Task instructions —
Without pictures, output exactly the lines running from the line containing "the red jersey in this photo." to the end of the listing below.
***** The input
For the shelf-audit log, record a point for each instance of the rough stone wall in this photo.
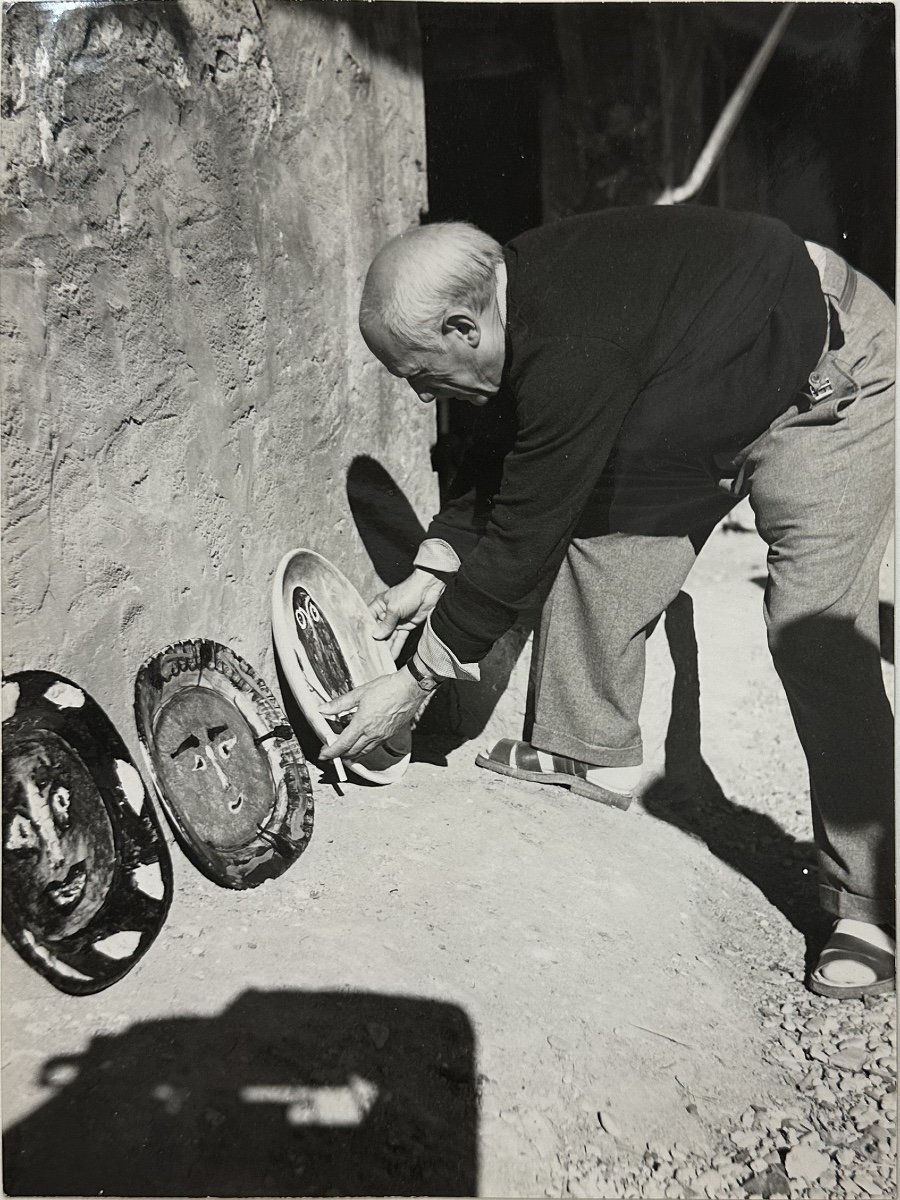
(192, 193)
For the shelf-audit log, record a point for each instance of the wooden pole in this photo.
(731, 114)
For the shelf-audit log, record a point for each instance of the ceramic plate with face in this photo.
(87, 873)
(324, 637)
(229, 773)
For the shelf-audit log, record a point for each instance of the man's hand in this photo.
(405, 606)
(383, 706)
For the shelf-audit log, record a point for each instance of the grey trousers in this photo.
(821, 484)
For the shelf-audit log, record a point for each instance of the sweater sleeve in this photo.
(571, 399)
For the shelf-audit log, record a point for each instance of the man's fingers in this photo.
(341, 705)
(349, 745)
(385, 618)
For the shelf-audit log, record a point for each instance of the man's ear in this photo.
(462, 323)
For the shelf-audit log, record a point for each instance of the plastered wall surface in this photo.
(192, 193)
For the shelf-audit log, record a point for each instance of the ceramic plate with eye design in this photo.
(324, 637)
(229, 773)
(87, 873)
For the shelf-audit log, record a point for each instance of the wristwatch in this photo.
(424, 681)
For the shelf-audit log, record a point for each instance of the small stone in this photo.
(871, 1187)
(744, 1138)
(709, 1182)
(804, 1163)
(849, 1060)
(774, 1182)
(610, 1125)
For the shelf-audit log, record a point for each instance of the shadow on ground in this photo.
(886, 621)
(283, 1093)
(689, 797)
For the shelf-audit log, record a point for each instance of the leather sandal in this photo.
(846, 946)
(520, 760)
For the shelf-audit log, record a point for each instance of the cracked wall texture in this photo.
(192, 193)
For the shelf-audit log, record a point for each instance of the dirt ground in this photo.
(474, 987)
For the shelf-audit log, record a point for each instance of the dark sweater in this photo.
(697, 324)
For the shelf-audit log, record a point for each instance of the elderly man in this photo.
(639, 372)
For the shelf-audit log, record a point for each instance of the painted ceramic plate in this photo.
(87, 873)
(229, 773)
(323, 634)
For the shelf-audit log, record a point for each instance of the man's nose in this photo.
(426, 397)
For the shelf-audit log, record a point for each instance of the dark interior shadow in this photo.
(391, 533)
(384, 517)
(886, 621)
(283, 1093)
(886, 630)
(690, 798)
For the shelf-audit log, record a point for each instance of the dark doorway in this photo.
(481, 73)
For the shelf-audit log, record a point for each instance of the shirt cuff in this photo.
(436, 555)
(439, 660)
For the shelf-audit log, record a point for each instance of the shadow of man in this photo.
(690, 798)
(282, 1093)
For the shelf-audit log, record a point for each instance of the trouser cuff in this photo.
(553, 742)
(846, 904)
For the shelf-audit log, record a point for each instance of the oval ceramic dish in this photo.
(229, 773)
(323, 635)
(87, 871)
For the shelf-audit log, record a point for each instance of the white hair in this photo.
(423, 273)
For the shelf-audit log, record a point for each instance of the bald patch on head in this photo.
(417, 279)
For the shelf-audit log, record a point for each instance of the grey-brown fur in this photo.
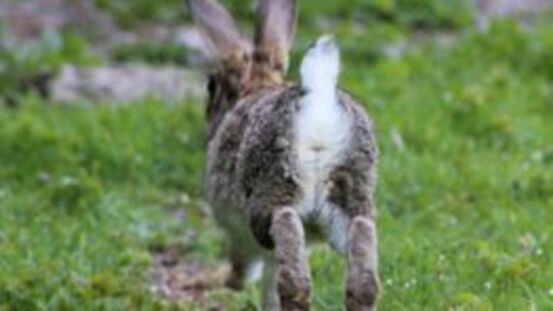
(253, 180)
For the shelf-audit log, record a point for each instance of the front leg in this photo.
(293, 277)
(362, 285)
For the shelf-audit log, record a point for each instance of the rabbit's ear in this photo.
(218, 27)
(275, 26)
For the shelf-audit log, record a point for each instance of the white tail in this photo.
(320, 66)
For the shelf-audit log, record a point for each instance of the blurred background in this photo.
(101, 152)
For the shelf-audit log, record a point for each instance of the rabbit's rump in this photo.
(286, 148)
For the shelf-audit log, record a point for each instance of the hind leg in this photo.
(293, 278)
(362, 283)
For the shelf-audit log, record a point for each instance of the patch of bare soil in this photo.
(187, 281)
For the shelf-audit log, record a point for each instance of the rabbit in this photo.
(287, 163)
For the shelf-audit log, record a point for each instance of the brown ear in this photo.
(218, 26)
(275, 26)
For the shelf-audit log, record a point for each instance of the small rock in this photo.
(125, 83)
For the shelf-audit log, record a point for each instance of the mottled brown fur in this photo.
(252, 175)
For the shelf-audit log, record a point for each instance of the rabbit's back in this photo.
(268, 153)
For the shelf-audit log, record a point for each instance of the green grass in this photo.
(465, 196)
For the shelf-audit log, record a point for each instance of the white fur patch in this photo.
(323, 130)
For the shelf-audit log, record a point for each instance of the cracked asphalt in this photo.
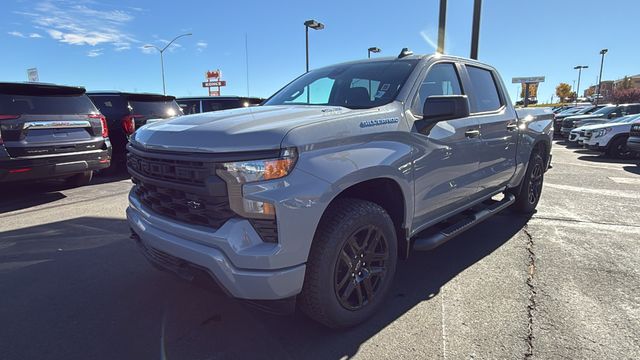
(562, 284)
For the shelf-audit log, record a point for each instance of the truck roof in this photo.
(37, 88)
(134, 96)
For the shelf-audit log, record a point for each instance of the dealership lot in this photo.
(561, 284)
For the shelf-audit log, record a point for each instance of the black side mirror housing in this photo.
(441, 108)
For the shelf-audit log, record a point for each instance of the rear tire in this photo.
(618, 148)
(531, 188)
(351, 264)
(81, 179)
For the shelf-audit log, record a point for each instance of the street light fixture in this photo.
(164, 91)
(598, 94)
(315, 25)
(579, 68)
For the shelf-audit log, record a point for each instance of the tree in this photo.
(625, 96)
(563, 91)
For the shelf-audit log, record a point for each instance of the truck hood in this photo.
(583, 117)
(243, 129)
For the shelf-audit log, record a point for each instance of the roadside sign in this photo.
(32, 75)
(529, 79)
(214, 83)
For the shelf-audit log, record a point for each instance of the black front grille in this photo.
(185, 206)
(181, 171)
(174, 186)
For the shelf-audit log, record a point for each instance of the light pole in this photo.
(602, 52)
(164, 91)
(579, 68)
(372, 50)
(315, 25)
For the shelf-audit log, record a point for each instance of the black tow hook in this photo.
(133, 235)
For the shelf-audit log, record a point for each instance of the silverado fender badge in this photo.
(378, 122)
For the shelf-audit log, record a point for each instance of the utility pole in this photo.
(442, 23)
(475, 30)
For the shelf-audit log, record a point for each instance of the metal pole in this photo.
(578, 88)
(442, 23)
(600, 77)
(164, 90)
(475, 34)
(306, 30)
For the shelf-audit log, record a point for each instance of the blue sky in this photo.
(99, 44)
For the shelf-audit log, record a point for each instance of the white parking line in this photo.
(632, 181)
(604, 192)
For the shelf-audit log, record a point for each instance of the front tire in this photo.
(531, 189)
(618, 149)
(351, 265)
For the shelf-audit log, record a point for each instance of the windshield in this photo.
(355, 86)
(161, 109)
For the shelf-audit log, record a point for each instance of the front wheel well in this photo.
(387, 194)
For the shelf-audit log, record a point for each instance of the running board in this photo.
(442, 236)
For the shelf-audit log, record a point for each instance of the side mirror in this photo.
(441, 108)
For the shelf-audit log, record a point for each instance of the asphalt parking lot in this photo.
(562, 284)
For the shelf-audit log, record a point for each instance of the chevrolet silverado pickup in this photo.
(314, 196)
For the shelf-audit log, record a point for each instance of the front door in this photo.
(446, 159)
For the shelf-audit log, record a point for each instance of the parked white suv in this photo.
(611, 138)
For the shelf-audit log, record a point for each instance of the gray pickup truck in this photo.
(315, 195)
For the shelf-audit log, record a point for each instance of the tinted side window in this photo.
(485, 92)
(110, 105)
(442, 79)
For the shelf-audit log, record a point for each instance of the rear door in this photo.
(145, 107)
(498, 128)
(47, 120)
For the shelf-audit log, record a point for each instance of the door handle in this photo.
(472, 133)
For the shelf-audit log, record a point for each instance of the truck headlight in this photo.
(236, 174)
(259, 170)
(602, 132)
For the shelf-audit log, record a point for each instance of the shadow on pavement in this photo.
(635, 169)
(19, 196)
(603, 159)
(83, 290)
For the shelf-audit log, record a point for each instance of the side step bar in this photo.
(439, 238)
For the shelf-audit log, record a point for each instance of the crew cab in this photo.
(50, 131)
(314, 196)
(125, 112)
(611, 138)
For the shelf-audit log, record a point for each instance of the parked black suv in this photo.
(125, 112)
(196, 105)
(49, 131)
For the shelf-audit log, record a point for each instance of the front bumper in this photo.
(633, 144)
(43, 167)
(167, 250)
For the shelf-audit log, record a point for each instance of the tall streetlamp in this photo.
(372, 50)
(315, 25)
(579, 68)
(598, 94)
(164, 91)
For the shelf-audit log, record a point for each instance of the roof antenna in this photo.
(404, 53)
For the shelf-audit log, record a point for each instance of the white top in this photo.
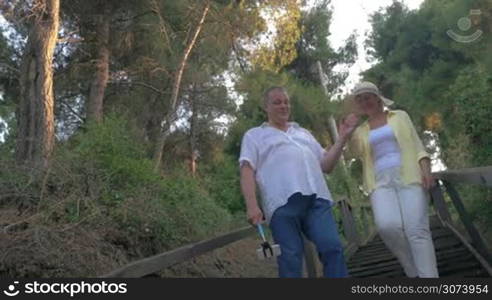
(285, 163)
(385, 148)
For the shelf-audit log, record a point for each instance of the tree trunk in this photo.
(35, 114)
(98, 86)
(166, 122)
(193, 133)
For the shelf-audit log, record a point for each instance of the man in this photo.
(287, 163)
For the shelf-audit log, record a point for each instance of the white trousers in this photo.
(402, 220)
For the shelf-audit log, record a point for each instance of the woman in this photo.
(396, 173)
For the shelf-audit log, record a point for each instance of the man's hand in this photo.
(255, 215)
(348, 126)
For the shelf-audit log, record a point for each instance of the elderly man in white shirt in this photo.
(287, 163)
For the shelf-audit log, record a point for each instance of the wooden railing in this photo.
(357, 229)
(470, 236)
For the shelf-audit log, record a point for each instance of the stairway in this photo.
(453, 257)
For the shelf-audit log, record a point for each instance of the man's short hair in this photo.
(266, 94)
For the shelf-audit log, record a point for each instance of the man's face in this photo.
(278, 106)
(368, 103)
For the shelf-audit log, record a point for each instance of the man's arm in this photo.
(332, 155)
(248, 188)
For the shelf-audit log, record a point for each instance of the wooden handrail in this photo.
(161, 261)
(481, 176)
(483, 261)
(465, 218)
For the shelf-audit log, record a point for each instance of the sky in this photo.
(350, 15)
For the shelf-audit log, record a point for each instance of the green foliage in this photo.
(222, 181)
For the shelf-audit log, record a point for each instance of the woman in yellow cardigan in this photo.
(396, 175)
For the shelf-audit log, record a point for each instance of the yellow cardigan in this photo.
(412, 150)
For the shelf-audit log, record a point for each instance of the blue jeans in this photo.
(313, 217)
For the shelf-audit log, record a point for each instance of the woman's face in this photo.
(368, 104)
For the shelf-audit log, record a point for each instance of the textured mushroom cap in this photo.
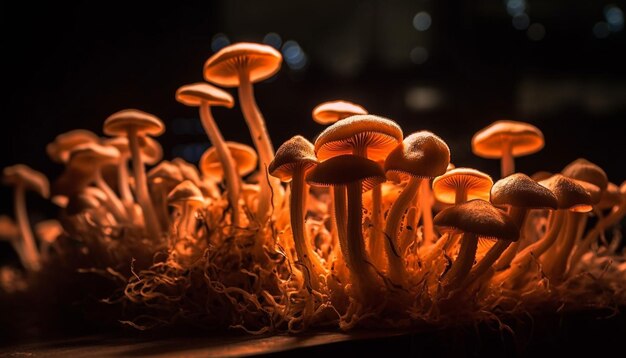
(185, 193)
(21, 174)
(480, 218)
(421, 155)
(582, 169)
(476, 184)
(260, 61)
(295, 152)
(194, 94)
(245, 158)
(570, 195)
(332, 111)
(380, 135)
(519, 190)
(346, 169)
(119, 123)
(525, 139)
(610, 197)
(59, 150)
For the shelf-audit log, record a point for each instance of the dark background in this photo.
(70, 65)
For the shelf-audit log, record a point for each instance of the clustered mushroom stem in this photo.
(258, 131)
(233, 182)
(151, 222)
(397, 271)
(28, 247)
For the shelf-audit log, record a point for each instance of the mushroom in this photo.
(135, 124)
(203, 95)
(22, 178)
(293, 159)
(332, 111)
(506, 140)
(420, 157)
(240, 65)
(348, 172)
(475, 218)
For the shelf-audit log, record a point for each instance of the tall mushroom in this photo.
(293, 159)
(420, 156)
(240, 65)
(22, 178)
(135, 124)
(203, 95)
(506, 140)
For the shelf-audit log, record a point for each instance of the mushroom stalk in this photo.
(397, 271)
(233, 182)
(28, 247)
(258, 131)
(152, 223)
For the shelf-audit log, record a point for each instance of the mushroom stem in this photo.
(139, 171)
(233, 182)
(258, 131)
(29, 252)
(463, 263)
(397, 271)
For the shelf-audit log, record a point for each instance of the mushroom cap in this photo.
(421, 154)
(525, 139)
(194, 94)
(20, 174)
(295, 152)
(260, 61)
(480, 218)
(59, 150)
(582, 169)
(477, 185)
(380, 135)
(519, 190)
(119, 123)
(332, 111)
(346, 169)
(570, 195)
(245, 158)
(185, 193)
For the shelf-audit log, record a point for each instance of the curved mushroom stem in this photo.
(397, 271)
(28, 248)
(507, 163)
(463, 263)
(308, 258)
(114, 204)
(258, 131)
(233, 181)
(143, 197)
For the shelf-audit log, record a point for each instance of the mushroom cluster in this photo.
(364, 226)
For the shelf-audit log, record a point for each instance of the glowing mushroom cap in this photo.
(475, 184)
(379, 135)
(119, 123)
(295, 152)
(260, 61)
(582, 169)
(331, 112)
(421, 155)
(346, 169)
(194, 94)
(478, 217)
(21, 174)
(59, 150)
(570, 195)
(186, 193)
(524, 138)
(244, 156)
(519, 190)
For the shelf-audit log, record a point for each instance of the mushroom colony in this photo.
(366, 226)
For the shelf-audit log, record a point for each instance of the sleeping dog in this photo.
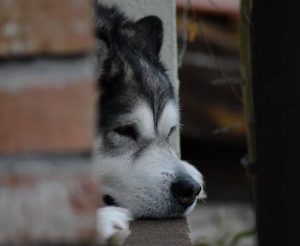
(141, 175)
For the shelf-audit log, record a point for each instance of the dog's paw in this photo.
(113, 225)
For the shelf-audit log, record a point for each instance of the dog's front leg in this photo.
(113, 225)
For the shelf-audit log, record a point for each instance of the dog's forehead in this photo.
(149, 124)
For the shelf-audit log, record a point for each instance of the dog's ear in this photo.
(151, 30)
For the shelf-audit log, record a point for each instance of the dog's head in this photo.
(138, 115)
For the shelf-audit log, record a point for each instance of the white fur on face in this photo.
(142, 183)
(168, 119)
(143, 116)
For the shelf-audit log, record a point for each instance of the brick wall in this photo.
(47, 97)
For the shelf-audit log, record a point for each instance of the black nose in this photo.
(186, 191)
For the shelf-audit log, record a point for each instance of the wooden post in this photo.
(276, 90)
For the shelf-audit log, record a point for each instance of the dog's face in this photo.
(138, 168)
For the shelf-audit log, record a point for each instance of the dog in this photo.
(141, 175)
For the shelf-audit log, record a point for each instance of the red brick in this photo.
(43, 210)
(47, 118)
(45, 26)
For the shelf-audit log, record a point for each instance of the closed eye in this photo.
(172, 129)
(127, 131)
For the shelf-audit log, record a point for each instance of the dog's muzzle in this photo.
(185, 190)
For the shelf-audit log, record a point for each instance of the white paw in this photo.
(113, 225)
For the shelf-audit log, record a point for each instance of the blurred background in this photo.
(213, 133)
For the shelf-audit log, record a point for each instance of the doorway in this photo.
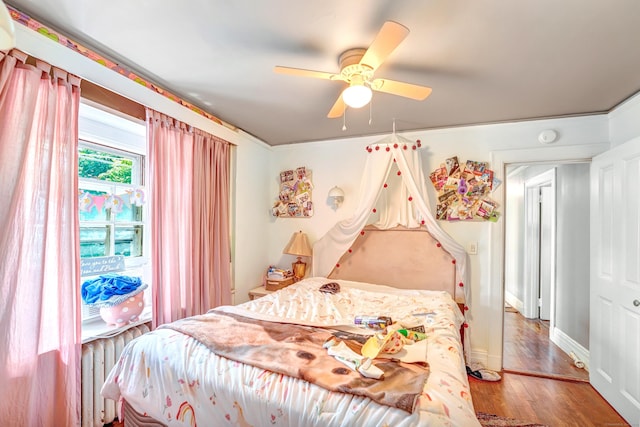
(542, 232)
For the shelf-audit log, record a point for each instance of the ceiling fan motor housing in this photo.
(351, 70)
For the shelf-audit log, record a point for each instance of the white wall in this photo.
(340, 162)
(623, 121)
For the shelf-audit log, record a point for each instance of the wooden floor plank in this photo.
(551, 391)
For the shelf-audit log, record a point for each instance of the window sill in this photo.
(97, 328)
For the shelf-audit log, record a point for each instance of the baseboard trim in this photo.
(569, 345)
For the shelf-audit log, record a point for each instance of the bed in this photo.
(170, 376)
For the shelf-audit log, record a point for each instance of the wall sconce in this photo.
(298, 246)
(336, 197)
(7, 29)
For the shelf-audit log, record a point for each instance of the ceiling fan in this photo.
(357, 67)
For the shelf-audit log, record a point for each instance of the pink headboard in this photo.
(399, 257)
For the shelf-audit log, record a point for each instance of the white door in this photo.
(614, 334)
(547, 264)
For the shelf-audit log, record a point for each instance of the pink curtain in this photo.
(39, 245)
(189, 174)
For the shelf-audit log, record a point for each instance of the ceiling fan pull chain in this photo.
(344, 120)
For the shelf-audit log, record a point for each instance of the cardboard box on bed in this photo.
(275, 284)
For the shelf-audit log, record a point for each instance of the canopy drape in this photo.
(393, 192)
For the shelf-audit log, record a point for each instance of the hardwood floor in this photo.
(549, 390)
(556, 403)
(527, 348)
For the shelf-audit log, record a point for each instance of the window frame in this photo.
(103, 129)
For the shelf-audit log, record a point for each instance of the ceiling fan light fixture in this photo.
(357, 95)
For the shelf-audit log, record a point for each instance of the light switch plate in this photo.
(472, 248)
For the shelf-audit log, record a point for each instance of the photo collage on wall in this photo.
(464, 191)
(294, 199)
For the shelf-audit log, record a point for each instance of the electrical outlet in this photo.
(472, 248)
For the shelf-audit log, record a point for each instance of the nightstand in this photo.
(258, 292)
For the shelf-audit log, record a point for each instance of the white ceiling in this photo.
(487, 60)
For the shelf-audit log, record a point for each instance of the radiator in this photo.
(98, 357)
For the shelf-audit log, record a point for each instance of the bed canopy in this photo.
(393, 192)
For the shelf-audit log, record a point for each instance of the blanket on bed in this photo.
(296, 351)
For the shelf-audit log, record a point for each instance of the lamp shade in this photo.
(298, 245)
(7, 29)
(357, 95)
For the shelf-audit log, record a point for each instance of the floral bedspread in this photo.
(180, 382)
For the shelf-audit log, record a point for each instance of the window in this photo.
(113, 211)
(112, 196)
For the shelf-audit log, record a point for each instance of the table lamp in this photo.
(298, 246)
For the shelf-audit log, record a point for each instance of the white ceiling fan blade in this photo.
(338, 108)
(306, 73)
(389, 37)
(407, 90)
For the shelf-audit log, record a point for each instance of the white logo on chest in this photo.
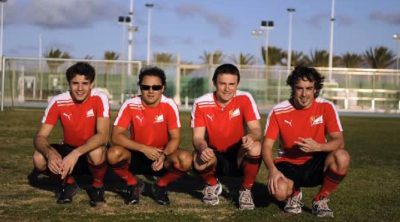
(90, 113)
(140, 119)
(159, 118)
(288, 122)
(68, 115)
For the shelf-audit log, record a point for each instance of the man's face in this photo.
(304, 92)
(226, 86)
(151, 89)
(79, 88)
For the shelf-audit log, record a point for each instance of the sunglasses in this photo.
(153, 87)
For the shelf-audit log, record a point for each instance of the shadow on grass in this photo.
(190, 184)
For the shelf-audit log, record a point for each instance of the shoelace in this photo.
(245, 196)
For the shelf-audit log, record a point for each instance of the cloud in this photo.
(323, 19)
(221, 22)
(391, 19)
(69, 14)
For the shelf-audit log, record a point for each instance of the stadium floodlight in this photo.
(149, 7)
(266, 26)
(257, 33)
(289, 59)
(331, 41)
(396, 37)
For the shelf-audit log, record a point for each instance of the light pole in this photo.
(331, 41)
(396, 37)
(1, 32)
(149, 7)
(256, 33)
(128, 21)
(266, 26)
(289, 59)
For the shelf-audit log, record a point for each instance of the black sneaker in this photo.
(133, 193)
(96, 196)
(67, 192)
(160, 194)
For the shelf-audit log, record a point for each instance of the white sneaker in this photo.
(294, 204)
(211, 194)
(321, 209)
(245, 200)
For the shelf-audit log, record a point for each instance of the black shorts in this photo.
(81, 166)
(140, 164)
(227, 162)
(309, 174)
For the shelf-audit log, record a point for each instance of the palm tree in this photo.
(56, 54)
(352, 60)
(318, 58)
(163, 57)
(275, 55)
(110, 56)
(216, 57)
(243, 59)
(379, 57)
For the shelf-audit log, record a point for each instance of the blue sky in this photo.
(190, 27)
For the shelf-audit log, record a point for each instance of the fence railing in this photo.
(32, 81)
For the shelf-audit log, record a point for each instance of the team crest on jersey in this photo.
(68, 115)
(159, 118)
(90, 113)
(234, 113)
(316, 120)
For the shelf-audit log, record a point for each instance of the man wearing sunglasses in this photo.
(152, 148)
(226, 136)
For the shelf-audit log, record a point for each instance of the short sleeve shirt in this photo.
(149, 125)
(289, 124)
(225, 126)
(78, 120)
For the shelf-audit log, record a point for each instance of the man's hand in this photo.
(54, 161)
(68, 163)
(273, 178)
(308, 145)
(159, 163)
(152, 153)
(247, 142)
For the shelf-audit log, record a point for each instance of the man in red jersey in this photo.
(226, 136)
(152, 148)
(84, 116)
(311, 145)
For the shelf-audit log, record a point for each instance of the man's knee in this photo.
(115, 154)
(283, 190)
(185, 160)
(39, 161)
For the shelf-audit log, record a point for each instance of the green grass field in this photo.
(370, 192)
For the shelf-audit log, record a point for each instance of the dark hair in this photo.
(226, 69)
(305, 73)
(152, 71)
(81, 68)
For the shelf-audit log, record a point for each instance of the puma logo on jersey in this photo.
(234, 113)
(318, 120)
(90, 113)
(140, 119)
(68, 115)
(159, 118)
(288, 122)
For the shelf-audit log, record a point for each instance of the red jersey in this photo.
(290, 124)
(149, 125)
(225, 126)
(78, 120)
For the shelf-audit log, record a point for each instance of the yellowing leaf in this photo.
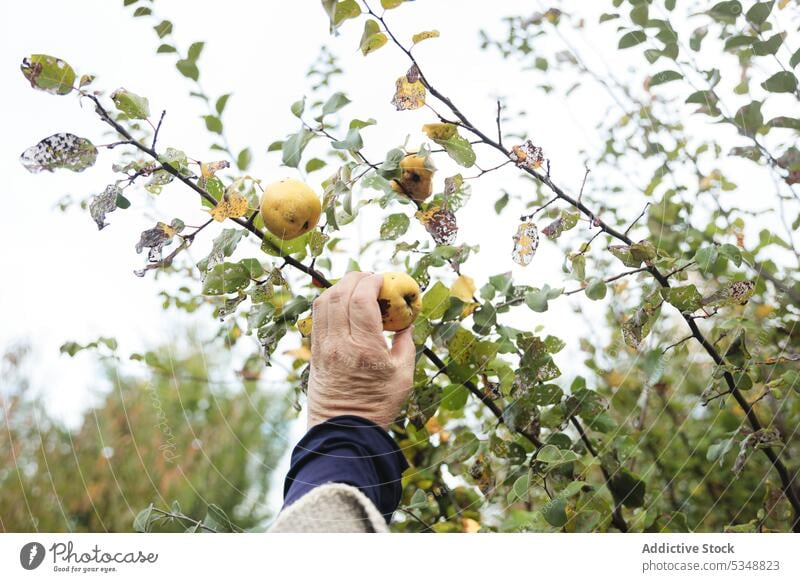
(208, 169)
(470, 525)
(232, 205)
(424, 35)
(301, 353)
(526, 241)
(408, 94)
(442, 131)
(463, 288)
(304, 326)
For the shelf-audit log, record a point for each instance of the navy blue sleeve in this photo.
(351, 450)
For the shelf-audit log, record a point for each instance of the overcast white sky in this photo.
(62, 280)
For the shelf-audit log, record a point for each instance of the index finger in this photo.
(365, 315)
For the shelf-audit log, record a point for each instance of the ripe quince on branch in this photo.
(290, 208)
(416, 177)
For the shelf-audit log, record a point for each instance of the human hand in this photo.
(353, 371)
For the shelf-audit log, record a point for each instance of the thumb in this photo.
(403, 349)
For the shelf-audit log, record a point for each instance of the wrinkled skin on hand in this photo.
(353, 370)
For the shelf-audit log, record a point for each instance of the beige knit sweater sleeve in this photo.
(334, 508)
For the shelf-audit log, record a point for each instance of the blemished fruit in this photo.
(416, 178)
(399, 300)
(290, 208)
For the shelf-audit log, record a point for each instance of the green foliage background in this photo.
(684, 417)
**********
Task solution —
For the shelf-audit log, record a point for each instance of the red jersey in this photo.
(290, 124)
(149, 125)
(225, 126)
(78, 120)
For the shelf-audit log, record a point for each instance of the yellowing leaf in this photo.
(208, 169)
(470, 525)
(232, 205)
(424, 35)
(301, 353)
(526, 241)
(408, 94)
(442, 131)
(463, 288)
(304, 326)
For the shelf-audit log, record a point for each instance of the navy blue sleeve in this photo.
(351, 450)
For the shelf-audit log, record a point for each instance of the overcast white sky in this photo.
(62, 280)
For the shelf-audit log, record a point for each instance of the index finger in this photo.
(365, 315)
For the shelf-audit log, record a point for each instance of the ripe quince on branch in this photo.
(290, 208)
(416, 177)
For the shelf-audit log, record a point for each instance of the human hand in this photo.
(353, 371)
For the shelf-audit log, record a point for each instance of the thumb in this photo.
(403, 349)
For the shelf-audit log, record a point for each instance of the wrinkled skin on hand in this photo.
(353, 370)
For the shelf-audit log, record a point for each instance of the beige knit sweater sleeve in this photo.
(334, 508)
For the shelf-audit log, record a point for each instance of the blemished fruit in this photo.
(416, 178)
(399, 300)
(290, 208)
For the shelf-audit log, record a point for each instance of the green foliage background in this photo.
(684, 417)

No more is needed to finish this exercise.